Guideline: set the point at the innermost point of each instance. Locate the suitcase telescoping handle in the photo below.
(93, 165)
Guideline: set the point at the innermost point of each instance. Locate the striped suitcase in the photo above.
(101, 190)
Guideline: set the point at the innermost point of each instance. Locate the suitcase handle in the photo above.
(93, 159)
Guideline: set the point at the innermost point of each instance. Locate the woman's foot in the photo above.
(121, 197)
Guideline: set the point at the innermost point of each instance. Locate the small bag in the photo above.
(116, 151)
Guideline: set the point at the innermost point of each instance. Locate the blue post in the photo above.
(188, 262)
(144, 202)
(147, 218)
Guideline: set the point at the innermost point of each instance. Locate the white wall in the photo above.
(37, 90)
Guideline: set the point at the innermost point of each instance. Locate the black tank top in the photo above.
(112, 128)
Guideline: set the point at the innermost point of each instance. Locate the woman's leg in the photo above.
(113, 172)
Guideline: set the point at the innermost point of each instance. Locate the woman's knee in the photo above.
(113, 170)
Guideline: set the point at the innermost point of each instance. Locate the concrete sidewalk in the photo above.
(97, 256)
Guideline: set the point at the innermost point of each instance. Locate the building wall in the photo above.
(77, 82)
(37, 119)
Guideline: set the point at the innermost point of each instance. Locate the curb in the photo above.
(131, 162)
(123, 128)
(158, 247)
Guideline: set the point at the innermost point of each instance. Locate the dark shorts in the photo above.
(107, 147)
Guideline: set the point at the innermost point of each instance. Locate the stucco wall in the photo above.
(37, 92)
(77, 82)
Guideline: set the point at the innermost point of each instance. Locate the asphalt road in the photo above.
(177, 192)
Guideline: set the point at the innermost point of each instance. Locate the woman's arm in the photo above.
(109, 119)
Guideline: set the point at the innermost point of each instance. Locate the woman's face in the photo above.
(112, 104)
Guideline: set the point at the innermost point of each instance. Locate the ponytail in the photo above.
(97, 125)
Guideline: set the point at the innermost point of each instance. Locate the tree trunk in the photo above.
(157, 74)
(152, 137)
· · · ·
» **What the task requires**: Turn the lines of the records into a numbered list, starting at the line with "ponytail in the photo above." and running through the last line of the records, both included. Leave out any blank lines.

» **Output for this task**:
1. Guideline: set the point at the innermost point of each instance. Locate the ponytail in the photo above.
2. (97, 125)
3. Guideline: set the point at the innermost point of each instance. Locate the tree trunk in the photo above.
4. (157, 74)
5. (152, 137)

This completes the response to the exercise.